That sounds like healthcare experience to me — and just the sort of expertise Biden will want when he gets to his top post-pandemic priority of expanding and adjusting Obamacare.
Cruz and other Republicans haven’t always demanded that the Health secretary be a scientist. President Trump’s last Health and Human Services boss, Alex Azar, was a lawyer and former lobbyist for a pharmaceutical firm.
Trump did put one doctor in charge of the Health Department, surgeon-turned-congressman Tom Price, but the experiment didn’t go well. Price was forced to resign after Politico revealed that he’d spent at least $340,000 in agency money on private jet flights.
In Becerra’s case, Republicans do have at least one substantive beef: They disagree with his position on abortion rights. He’s in favor; they’re opposed.
In 2017 Becerra sued the Trump administration over its decision to allow employers with “conscience-based objections” to omit contraceptive coverage from their employees’ health plans. The Little Sisters of the Poor, an order of nuns, later joined the suit on the president’s side.
That put Becerra in the middle of a legitimate, long-running, hot-button debate. He holds the standard Democratic position; his GOP critics want their voters to know that they are defending the conservative barricades.
But there’s also a newer phenomenon at work here: the increasingly raw politicization of almost every Cabinet nomination.
For more than 200 years, the Senate allowed presidents to name almost anyone they wanted to Cabinet seats, unless a nominee had problems with criminal charges, unpaid taxes or other misconduct. Nominees were often confirmed unanimously.
Since the 1980s, the boundaries have moved. Now Cabinet confirmations often play out as extensions of existing policy debates between the president’s party and the opposition.
When Barack Obama was president, most Republicans voted against his nominees for Labor, Tom Perez, and Education, John King Jr.
When Donald Trump became president, every Democrat voted against Betsy DeVos for Education and Price, the ill-fated doctor at Health and Human Services.

____

Exercise: Continue the opinion piece on Xavier Becerra's nomination and the politicization of Cabinet confirmations, picking up after its final sentence. The lines that come next have no connection to the opinion piece on Cabinet confirmations.

Recorded data:
____

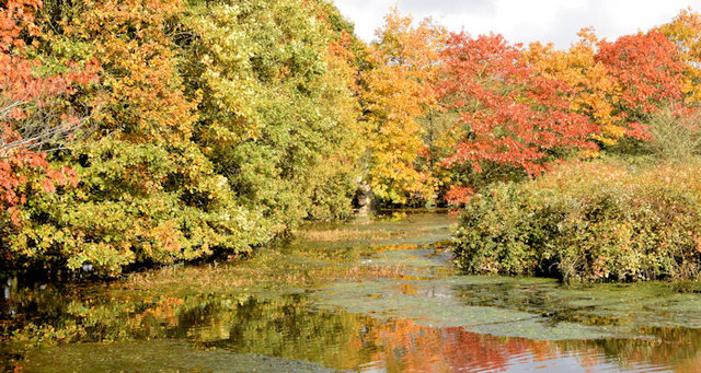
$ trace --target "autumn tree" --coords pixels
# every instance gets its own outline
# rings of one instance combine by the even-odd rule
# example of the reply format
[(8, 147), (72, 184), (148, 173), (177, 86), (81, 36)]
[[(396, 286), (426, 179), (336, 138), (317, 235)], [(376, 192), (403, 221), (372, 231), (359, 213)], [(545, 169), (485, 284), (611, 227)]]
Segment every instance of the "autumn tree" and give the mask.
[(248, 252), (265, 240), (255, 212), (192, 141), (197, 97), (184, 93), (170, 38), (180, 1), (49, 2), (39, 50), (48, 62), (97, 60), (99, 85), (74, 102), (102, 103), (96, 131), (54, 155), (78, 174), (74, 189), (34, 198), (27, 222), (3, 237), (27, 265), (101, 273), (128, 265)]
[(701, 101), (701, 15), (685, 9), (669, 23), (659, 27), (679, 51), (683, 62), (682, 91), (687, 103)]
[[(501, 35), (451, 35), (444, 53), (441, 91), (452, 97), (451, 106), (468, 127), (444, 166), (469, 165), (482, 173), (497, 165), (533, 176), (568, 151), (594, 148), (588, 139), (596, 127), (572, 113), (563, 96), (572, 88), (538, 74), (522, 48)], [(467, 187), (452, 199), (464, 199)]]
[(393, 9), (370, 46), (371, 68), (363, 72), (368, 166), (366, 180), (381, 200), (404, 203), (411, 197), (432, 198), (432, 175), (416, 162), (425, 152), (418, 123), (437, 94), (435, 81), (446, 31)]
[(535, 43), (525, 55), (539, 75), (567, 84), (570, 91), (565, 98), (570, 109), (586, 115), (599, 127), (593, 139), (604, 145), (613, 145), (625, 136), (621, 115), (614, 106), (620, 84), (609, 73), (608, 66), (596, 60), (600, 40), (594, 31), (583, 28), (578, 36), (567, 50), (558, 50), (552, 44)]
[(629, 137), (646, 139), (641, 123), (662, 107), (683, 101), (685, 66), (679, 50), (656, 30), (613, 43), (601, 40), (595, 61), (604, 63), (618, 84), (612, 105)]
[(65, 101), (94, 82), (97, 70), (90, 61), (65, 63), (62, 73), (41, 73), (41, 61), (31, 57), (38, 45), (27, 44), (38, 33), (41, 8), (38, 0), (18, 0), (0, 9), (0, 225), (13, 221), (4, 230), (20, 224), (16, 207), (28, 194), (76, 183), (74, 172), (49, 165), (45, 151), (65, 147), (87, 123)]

____

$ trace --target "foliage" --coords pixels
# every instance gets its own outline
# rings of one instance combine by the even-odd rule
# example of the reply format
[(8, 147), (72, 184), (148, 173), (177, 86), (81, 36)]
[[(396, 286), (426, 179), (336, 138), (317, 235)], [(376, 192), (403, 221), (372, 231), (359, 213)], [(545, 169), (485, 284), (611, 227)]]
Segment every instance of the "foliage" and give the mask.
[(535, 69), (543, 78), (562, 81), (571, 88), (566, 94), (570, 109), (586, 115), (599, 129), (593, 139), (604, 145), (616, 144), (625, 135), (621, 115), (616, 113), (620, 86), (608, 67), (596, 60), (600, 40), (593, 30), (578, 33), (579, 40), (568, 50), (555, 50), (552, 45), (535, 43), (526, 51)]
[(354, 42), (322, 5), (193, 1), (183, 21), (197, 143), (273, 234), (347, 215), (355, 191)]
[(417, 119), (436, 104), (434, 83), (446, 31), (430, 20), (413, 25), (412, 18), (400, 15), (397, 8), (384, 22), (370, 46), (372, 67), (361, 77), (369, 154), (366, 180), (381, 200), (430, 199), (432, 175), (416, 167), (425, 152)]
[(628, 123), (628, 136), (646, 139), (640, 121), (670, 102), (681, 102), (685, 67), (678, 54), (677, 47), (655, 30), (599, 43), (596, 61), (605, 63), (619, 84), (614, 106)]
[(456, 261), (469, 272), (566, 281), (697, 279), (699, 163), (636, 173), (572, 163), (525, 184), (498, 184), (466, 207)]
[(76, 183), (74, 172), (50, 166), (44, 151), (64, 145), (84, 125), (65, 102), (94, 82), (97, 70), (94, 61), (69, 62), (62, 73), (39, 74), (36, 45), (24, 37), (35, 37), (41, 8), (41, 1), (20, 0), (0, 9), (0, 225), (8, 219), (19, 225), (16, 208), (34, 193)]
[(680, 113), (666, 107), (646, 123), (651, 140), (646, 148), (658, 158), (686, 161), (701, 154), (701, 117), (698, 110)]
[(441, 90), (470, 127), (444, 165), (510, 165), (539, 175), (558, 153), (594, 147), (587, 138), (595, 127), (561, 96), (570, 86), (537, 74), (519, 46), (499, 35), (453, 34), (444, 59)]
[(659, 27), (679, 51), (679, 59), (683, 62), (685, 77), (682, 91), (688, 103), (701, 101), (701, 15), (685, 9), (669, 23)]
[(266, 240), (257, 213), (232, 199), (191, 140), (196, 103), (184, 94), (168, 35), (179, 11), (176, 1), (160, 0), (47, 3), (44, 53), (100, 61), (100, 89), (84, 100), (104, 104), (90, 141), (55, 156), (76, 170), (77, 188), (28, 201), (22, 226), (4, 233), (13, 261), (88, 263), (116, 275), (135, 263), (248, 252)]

____

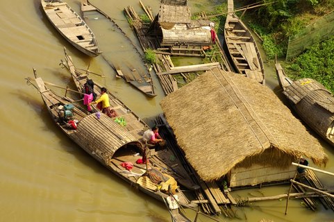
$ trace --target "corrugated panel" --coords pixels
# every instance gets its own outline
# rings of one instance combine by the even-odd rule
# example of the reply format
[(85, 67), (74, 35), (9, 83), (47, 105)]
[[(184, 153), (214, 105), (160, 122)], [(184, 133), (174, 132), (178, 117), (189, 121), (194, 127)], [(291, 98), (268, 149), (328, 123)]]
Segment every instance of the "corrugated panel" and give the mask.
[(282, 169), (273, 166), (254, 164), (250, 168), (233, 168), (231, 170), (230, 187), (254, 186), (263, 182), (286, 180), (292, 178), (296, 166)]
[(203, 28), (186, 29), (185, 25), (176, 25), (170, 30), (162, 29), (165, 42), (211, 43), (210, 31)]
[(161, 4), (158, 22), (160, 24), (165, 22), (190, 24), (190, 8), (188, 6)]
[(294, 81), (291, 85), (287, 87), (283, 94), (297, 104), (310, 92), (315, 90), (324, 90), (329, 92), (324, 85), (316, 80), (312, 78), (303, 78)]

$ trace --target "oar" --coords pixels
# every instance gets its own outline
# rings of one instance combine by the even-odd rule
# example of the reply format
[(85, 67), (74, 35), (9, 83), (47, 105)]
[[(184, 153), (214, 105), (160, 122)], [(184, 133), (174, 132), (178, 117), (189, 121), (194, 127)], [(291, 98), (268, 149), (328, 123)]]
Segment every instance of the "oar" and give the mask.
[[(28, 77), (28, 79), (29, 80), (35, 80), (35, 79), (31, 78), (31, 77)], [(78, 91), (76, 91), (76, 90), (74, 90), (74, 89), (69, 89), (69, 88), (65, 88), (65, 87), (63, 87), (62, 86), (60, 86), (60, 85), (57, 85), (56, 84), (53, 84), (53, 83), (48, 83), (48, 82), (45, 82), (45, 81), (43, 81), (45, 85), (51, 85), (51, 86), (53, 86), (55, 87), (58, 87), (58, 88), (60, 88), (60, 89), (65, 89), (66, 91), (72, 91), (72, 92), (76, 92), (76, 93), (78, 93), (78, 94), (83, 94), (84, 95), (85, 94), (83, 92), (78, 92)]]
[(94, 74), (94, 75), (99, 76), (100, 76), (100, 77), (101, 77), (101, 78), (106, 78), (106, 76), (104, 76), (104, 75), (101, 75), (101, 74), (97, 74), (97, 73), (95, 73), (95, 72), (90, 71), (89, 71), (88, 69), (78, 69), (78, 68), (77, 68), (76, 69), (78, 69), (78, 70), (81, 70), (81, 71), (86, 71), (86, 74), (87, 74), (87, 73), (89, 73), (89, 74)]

____

Answer box:
Now it’s Joe Biden’s turn. None of his nominees so far have sailed through without opposition. One GOP senator, Josh Hawley of Missouri, has voted against all 10 who have reached the Senate floor. Cruz has voted against nine of the 10 (he let Secretary of Defense Lloyd J. Austin III slip through). What those two senators have in common is that they are both potential presidential candidates — and they both tried to block the certification of electoral votes for Biden.
A few Republican institutionalists still vote the old way, letting the president have his choices. Sens. Susan Collins of Maine, Lisa Murkowski of Alaska, Rob Portman of Ohio and Mitt Romney of Utah have bucked their party to vote for all 10 of Biden’s nominees.
They haven’t joined the chorus complaining that Becerra isn’t a research scientist — a good sign for the nominee, who will likely be voted on next week.
They’re right. A president’s Cabinet doesn’t need a virologist at Health and Human Services, an architect at Housing and Urban Development, or a fighter pilot running the Pentagon.
The most accomplished Cabinet secretaries of recent years have been generalists, not specialists. George P. Shultz, who held four Cabinet-level jobs, was a business school professor — an expert in management. Leon E. Panetta, who held three, got his start as a member of the House of Representatives, like Becerra.
If Biden is nominating capable politicians and managers instead of surgeons, economists or astronauts, that’s a good thing.
An administration’s success often comes down to an art too many presidents neglect: managing the government well. Just ask Obama, whose biggest stumble was the botched rollout of his healthcare plan. He didn’t need a virologist; he needed better managers.